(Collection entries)
· · · · · · ·

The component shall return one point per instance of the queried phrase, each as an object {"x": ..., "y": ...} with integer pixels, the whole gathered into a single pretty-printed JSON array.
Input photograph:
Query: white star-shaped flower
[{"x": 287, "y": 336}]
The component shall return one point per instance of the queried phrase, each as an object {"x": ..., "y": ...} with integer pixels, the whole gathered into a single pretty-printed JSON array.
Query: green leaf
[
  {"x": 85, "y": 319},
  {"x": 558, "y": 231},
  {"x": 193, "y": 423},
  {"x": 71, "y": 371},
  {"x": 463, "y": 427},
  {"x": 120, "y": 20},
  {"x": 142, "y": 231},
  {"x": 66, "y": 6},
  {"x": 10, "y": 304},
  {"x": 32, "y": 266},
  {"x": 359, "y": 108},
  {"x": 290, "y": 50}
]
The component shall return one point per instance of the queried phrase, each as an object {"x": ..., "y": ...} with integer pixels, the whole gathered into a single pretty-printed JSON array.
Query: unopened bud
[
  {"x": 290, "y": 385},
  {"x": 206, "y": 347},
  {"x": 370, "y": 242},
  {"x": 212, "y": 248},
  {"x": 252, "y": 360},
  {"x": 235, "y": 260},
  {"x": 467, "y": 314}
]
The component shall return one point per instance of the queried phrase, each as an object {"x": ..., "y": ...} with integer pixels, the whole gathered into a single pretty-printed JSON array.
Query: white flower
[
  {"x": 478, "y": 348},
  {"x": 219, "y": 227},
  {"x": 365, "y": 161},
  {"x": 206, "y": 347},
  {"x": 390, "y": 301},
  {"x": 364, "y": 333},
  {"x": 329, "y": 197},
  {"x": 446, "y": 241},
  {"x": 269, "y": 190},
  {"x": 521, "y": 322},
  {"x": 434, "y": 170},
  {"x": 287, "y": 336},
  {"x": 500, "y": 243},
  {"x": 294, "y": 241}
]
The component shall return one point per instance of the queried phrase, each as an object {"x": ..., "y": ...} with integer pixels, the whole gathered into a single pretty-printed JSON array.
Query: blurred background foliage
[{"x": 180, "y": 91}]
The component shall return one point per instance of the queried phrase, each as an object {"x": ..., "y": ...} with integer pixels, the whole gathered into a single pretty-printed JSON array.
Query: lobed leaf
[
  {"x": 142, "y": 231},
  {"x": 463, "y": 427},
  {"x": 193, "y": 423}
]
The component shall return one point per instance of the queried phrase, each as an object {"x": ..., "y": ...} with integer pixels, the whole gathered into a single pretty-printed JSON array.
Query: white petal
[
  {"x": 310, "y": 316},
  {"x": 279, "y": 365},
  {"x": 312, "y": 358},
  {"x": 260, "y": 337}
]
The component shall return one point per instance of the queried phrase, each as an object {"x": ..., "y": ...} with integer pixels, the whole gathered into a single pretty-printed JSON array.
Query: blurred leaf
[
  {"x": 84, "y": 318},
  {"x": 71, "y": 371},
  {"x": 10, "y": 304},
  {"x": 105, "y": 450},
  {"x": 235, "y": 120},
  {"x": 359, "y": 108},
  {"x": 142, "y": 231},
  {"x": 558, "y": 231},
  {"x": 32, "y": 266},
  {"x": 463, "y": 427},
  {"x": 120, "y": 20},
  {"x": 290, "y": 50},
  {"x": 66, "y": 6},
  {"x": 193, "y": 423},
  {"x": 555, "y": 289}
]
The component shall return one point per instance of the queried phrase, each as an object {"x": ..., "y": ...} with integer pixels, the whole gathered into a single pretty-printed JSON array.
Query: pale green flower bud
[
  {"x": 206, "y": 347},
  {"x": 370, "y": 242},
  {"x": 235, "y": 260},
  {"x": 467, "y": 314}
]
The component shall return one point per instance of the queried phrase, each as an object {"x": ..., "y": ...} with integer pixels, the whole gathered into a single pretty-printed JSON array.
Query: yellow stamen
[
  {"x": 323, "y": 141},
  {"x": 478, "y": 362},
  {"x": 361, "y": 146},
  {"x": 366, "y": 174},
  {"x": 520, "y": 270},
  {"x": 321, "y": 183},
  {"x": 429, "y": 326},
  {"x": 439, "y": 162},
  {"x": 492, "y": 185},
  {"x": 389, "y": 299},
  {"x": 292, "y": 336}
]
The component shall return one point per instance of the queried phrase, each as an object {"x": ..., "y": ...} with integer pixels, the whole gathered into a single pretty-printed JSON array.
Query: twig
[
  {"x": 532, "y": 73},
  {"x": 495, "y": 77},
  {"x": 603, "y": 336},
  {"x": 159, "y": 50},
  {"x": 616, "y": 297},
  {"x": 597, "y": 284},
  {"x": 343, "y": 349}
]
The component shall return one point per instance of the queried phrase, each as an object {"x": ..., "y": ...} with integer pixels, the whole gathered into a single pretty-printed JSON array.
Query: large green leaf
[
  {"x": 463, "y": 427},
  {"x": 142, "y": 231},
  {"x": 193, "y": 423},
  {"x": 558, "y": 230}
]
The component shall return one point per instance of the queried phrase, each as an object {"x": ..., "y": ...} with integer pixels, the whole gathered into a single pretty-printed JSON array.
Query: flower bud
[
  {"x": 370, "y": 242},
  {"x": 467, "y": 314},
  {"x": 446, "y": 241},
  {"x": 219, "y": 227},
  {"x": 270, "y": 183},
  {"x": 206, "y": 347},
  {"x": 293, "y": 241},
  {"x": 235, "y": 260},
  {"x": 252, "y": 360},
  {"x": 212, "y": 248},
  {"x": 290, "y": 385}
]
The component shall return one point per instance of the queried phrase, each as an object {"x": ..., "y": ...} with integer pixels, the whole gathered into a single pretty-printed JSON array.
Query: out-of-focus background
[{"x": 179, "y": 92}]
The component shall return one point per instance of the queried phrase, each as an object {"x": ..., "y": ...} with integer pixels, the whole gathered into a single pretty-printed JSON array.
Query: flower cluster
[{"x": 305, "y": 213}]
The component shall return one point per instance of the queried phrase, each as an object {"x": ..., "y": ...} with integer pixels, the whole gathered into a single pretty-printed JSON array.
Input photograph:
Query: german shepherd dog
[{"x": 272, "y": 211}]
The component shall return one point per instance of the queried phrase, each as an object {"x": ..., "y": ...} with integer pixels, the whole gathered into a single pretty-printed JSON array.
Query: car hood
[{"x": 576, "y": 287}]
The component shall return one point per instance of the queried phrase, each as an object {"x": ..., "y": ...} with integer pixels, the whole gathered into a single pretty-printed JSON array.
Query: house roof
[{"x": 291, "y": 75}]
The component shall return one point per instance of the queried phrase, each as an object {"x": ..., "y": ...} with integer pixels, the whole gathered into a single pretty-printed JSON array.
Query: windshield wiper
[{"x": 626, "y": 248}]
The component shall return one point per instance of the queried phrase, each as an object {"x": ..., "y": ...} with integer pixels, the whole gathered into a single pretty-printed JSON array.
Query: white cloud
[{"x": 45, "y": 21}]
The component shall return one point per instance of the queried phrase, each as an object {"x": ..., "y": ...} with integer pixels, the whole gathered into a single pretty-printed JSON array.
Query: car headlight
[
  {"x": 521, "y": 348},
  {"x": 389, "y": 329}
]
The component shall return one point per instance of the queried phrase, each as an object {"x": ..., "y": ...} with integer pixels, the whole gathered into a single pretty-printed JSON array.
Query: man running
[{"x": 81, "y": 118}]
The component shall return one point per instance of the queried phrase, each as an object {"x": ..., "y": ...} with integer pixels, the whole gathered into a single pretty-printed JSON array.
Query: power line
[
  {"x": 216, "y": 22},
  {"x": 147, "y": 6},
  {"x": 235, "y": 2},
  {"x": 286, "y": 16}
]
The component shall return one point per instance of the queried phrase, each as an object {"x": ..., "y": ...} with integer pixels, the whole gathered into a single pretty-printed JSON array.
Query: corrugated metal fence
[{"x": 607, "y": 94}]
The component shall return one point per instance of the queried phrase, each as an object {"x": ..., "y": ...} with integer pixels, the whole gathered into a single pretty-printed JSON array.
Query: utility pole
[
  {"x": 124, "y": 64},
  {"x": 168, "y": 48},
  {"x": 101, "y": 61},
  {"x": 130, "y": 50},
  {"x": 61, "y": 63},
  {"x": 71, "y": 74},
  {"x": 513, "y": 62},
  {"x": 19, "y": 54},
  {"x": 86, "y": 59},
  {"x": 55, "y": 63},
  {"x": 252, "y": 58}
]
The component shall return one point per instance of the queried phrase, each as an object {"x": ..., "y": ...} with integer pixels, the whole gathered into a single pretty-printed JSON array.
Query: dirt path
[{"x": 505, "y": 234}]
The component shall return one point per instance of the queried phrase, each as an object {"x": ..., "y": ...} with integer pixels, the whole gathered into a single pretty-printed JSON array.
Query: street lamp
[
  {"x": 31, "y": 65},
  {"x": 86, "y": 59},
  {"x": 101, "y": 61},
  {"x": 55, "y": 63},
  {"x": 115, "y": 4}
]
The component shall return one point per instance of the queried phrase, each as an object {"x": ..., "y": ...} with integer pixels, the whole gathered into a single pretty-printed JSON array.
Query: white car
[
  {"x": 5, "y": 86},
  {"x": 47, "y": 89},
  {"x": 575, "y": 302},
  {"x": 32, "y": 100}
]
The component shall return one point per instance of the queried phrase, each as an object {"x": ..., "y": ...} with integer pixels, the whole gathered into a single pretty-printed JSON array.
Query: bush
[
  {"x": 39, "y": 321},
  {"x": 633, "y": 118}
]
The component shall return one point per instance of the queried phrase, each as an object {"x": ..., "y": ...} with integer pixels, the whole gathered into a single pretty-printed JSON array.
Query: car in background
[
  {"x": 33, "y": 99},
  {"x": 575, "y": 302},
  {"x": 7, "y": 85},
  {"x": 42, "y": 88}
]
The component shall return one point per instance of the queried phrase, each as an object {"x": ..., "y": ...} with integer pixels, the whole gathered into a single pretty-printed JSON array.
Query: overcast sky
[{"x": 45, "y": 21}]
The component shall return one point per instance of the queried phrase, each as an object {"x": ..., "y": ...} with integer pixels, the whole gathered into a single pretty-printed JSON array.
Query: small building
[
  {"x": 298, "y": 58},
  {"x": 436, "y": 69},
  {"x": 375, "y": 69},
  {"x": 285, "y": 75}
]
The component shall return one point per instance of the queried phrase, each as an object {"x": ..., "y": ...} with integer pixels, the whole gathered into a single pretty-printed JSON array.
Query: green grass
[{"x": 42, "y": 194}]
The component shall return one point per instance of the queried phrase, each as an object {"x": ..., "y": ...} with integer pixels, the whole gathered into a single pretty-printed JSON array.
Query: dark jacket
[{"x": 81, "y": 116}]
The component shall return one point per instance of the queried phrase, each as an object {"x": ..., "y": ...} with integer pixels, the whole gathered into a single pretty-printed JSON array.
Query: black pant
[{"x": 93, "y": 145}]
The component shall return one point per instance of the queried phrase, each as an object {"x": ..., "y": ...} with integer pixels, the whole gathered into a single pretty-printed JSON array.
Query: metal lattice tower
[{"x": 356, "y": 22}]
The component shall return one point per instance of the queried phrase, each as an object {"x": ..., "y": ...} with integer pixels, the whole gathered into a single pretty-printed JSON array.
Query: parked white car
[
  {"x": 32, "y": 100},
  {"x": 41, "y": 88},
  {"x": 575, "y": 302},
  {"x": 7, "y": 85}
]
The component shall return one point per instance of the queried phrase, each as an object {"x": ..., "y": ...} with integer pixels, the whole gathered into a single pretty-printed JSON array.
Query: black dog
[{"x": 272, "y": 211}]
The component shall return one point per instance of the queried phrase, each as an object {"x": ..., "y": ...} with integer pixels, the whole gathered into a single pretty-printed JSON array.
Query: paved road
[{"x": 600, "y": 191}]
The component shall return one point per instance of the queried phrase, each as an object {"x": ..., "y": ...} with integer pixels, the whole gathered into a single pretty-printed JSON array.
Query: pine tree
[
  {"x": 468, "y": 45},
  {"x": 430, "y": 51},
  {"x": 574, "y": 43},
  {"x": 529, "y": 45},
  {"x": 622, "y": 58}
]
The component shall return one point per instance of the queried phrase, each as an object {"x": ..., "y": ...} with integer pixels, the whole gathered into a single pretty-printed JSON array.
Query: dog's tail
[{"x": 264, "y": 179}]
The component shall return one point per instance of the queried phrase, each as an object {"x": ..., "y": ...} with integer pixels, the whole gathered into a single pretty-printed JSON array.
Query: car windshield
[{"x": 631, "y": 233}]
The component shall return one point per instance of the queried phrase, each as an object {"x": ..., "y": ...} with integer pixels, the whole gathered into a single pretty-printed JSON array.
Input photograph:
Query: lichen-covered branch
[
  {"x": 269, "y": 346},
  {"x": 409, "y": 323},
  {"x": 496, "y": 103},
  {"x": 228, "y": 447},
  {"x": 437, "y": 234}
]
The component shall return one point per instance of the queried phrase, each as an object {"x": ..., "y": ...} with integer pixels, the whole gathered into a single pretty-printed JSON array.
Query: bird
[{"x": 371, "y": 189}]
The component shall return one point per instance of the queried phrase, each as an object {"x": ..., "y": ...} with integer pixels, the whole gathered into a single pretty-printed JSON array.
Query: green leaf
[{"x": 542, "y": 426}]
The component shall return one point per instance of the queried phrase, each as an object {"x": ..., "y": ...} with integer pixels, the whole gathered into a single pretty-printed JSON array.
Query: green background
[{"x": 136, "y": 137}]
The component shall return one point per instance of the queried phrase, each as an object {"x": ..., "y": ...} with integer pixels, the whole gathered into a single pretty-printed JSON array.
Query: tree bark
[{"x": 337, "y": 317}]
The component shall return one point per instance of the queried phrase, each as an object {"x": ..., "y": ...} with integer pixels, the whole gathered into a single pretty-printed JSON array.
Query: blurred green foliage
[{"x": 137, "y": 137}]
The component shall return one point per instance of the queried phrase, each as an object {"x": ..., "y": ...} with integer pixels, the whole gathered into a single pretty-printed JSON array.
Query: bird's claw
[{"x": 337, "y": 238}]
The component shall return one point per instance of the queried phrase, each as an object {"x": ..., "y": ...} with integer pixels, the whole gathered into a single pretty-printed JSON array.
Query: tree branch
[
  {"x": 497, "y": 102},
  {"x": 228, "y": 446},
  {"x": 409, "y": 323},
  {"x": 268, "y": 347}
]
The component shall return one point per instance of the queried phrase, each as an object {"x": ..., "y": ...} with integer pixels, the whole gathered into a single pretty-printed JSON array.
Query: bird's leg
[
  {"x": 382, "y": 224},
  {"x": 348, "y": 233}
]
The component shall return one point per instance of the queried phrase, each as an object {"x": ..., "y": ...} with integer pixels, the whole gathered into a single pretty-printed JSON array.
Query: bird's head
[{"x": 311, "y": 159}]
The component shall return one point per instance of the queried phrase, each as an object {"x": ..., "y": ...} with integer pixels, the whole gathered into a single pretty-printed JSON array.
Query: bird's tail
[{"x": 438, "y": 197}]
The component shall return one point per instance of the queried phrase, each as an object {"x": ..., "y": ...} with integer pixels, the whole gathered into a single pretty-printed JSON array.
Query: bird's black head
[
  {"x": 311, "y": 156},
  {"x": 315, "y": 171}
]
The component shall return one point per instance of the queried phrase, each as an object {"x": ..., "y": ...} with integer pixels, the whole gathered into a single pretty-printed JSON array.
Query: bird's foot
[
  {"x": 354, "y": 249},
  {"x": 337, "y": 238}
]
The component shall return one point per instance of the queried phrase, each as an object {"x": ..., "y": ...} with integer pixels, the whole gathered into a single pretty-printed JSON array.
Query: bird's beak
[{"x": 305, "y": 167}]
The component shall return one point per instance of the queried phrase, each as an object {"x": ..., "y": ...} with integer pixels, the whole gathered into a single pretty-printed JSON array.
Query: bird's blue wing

· · · · · · ·

● AIM
Report how many lines of the items contain the word "white". Give only the number.

● ANSWER BELOW
6